Here are some entries; quote each one exactly.
(Beginning of Given data)
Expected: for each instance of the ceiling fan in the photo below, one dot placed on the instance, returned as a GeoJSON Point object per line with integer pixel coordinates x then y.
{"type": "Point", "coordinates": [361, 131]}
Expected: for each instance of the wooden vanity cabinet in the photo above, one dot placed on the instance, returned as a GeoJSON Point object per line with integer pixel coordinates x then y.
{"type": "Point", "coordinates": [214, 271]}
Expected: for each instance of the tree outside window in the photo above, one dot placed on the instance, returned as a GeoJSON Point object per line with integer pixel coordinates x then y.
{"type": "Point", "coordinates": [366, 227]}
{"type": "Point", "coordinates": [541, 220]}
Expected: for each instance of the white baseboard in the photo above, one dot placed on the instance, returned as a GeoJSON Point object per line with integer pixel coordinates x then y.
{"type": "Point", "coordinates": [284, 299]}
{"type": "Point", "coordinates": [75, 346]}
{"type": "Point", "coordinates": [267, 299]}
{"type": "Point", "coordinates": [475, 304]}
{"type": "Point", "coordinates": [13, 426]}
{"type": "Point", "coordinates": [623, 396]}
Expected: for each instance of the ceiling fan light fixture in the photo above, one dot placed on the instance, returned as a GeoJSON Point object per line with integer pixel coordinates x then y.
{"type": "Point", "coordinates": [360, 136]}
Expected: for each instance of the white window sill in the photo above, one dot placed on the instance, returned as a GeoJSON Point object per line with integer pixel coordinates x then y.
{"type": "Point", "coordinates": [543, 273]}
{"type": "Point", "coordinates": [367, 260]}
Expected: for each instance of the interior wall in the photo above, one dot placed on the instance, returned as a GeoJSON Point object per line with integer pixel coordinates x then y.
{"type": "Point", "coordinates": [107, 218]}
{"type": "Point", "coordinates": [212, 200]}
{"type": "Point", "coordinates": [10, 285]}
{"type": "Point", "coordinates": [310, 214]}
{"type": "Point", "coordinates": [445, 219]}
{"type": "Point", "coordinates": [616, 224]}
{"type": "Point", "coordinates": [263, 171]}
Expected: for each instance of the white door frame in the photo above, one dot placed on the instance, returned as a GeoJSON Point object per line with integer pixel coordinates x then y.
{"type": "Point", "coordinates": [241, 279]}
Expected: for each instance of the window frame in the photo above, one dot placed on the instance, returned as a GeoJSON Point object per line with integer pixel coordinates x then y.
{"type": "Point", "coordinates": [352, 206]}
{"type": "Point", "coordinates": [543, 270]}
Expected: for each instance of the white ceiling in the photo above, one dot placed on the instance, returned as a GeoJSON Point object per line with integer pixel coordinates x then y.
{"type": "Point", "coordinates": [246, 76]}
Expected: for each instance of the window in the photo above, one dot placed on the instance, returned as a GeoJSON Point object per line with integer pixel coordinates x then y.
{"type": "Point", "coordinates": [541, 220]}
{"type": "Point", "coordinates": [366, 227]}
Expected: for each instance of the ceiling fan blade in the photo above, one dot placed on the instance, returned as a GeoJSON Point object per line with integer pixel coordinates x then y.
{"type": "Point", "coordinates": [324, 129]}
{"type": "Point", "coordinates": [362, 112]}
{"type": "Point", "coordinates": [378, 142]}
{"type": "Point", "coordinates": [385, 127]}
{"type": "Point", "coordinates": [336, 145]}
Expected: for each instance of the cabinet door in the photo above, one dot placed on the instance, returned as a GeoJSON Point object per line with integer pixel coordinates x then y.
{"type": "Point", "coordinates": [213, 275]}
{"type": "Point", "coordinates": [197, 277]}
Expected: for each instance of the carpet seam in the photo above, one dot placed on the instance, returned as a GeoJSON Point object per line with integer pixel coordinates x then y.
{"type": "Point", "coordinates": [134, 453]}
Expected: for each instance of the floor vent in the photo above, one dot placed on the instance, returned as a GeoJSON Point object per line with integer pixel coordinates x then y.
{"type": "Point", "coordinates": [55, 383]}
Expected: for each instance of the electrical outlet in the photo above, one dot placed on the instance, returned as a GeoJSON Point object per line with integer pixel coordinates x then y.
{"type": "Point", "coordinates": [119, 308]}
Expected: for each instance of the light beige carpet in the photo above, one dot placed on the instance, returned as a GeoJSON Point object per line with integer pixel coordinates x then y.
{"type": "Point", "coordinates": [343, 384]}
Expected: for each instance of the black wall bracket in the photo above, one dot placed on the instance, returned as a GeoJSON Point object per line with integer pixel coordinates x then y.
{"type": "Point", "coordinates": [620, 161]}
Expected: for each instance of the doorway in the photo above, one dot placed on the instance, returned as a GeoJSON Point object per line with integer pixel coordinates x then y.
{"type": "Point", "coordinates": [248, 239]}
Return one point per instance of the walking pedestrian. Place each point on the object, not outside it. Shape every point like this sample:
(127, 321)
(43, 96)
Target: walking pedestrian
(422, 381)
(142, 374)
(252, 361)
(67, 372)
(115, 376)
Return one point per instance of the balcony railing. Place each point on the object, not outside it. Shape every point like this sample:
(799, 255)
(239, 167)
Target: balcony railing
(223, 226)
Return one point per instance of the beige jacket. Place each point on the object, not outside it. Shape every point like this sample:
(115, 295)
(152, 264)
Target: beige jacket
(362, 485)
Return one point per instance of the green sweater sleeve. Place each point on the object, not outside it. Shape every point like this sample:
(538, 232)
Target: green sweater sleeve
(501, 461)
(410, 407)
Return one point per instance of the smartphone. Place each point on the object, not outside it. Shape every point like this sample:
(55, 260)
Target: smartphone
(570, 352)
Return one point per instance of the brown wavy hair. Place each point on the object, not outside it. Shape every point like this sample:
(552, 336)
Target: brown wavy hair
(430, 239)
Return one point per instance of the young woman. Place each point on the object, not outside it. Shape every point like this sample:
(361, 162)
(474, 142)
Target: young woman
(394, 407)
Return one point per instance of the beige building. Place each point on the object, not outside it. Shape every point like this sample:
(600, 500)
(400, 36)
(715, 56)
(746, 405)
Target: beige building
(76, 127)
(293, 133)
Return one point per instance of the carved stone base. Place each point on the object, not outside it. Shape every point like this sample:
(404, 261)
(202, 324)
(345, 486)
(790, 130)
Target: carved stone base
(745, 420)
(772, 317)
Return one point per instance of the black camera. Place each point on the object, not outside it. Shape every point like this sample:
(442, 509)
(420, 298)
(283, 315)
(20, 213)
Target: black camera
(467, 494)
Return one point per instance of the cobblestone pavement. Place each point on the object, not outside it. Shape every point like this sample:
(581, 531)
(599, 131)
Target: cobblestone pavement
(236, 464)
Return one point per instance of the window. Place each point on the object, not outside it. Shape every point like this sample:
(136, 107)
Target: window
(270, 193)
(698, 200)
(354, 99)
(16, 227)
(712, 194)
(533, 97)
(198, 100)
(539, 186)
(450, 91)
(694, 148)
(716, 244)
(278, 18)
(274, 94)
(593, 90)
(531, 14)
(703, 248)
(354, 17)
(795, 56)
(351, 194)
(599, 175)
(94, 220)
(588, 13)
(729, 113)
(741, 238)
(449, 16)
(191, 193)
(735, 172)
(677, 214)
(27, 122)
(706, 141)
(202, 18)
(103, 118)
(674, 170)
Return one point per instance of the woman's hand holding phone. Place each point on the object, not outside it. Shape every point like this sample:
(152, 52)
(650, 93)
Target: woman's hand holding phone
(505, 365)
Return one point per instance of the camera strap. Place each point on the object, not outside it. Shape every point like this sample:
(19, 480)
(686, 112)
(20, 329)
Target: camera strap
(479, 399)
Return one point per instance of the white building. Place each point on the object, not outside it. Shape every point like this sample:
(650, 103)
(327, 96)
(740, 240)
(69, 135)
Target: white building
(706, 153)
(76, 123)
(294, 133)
(End of Given data)
### Answer to this problem
Expected: for each instance of the ceiling fan in the photo below, one dot placed on the instance, returned as a GeoJSON Point object per line with integer pixel coordinates x then y.
{"type": "Point", "coordinates": [361, 131]}
Expected: for each instance of the wooden vanity cabinet in the photo above, one dot placed on the instance, returned as a GeoJSON Point object per line with integer pixel coordinates x then y.
{"type": "Point", "coordinates": [214, 271]}
Expected: for each instance of the tree outside window in the photo above, one dot placed on the instance, returned as a GeoJSON Point object per line with integer pixel coordinates x then y.
{"type": "Point", "coordinates": [366, 227]}
{"type": "Point", "coordinates": [541, 220]}
Expected: for each instance of the white baseboard in the photo above, one dot placed on the instance, returned as a GeoJSON Point object per line with integer pixel coordinates x then y.
{"type": "Point", "coordinates": [284, 299]}
{"type": "Point", "coordinates": [75, 346]}
{"type": "Point", "coordinates": [267, 299]}
{"type": "Point", "coordinates": [475, 304]}
{"type": "Point", "coordinates": [13, 426]}
{"type": "Point", "coordinates": [623, 396]}
Expected: for each instance of the ceiling fan light fixture in the photo above, one dot placed on the instance, returned as a GeoJSON Point object per line with integer pixel coordinates x then y.
{"type": "Point", "coordinates": [360, 136]}
Expected: for each instance of the white window sill in the photo above, one dot placed on the instance, returned as a GeoJSON Point object per line with integer pixel coordinates x then y.
{"type": "Point", "coordinates": [543, 273]}
{"type": "Point", "coordinates": [367, 260]}
Expected: for each instance of the interior wall in the photo above, one dot placed on the instance, returned as a GeoJSON Point object per line with integer pixel coordinates x then y.
{"type": "Point", "coordinates": [107, 218]}
{"type": "Point", "coordinates": [212, 200]}
{"type": "Point", "coordinates": [10, 285]}
{"type": "Point", "coordinates": [310, 214]}
{"type": "Point", "coordinates": [445, 219]}
{"type": "Point", "coordinates": [616, 224]}
{"type": "Point", "coordinates": [263, 171]}
Expected: for each instance of the white door frame in the photo above, one dot placed on the instance, returned as a GeoJSON Point object per line with integer pixel coordinates x then y.
{"type": "Point", "coordinates": [241, 279]}
Expected: for each instance of the window frame in the photo above, one dot placed on the instance, returned as a GeoJSON Point object per line with integer pixel coordinates x then y.
{"type": "Point", "coordinates": [352, 206]}
{"type": "Point", "coordinates": [543, 270]}
Expected: for each instance of the white ceiling in the photo above, one dot placed on the instance, returned as a GeoJSON Point object per line with integer pixel coordinates x then y.
{"type": "Point", "coordinates": [246, 76]}
Expected: for each instance of the window in the photo above, one dot placed on the instance, returned as a GeoJSON Point object per line with integer pixel coordinates x then y.
{"type": "Point", "coordinates": [541, 220]}
{"type": "Point", "coordinates": [366, 227]}
Expected: for each instance of the ceiling fan blade in the photo above, one dot placed on the instance, returned as a GeoJSON Point object per line with integer pixel coordinates x then y.
{"type": "Point", "coordinates": [324, 129]}
{"type": "Point", "coordinates": [362, 112]}
{"type": "Point", "coordinates": [378, 142]}
{"type": "Point", "coordinates": [385, 127]}
{"type": "Point", "coordinates": [336, 145]}
Expected: for each instance of the cabinet door in the photo above, one dot placed on the instance, returned as a GeoJSON Point object per line with integer pixel coordinates x then y.
{"type": "Point", "coordinates": [213, 275]}
{"type": "Point", "coordinates": [197, 277]}
Expected: for each instance of the carpet seam in the photo above, one dot placed on the instance, returned as a GeoJSON Point object per line with integer pixel coordinates x then y.
{"type": "Point", "coordinates": [134, 453]}
Expected: for each instance of the floor vent in the photo above, one dot placed on the instance, returned as a GeoJSON Point object per line with integer pixel coordinates x then y.
{"type": "Point", "coordinates": [55, 383]}
Expected: for each instance of the electrical outlet in the photo above, one dot placed on the instance, returned as a GeoJSON Point object per line with integer pixel coordinates x then y.
{"type": "Point", "coordinates": [119, 308]}
Expected: for each instance of the light beige carpet in the photo above, one dot placed on the instance, returned as a GeoJSON Point object per line with integer pixel coordinates x then y.
{"type": "Point", "coordinates": [343, 384]}
Expected: for each instance of the black wall bracket in the photo above, one dot placed on the instance, returned as a GeoJSON Point object per line with integer pixel coordinates x then y.
{"type": "Point", "coordinates": [620, 161]}
Expected: for each instance of the doorway in the photo above, one dot placed on the instance, returned as a GeoJSON Point object per line with integer pixel coordinates x then y.
{"type": "Point", "coordinates": [248, 239]}
Return one point per instance of the walking pedestrian. Place each point on the object, not outside it. Shape every point like this sample:
(127, 321)
(43, 96)
Target: walking pedestrian
(422, 381)
(142, 374)
(252, 361)
(67, 372)
(115, 376)
Return one point per instance of the balcony railing. Place each point on the object, not outside it. Shape every point like this sample:
(799, 255)
(239, 167)
Target: balcony railing
(223, 226)
Return one point per instance of the beige jacket. Place each point on the object, not outside it. Shape every point like this sample:
(115, 295)
(152, 264)
Target: beige jacket
(362, 485)
Return one point per instance of the green sweater sleeve. Place each point on the object, not outside it. Shape every point like this sample:
(538, 232)
Target: green sweater sleeve
(501, 461)
(410, 407)
Return one point per instance of the smartphone. Place each point on the object, not outside it. Shape every point like this sample:
(55, 260)
Target: smartphone
(570, 352)
Return one point per instance of the brown wavy hair. Place each point on the object, not outside it. Shape every point like this sample:
(552, 336)
Target: brown wavy hair
(430, 239)
Return one point per instance of the young woman. Place each point on the object, not outside it. Shape every point like this sample:
(361, 162)
(474, 142)
Target: young woman
(394, 407)
Return one point per instance of the beige building. Place each point on the object, not outside it. Shape every point like this sample:
(600, 500)
(400, 36)
(715, 56)
(746, 405)
Target: beige building
(76, 127)
(293, 133)
Return one point per instance of the carved stone base. Place each point on the object, not outside it. Shape every point like this sample:
(404, 261)
(202, 324)
(345, 486)
(790, 130)
Target: carved stone base
(745, 420)
(772, 317)
Return one point per instance of the black camera. Place each point on the object, not outside it. Shape every point like this sample:
(442, 509)
(420, 298)
(283, 315)
(20, 213)
Target: black camera
(467, 494)
Return one point per instance of the cobblestone pavement. Place each point on the object, not outside it. Shape every point like this sample:
(581, 531)
(599, 131)
Target: cobblestone pavement
(236, 464)
Return one point per instance of the window. Place each point on the object, not outside it. Shape every point like this sample:
(136, 107)
Target: window
(270, 193)
(698, 200)
(354, 99)
(16, 227)
(712, 194)
(533, 97)
(198, 100)
(539, 186)
(450, 91)
(694, 148)
(716, 244)
(278, 18)
(274, 94)
(593, 90)
(531, 14)
(703, 248)
(354, 17)
(795, 56)
(351, 194)
(599, 175)
(94, 220)
(588, 13)
(729, 113)
(741, 238)
(449, 16)
(191, 193)
(735, 172)
(677, 214)
(27, 122)
(706, 141)
(202, 18)
(103, 118)
(674, 170)
Return one point per instance of the woman's hand holding phone. Place each point on the object, not outside it. Shape every point like this sample:
(152, 52)
(650, 93)
Target: woman's hand holding phone
(505, 365)
Return one point per instance of the camera strap. Place each point on the object, not outside it. Shape every point like this sample:
(19, 480)
(686, 112)
(20, 329)
Target: camera strap
(479, 399)
Return one point per instance of the white building. Place each point on the object, not outside it. Shape every point like this sample:
(650, 103)
(327, 96)
(740, 240)
(69, 135)
Target: white building
(706, 153)
(76, 123)
(294, 133)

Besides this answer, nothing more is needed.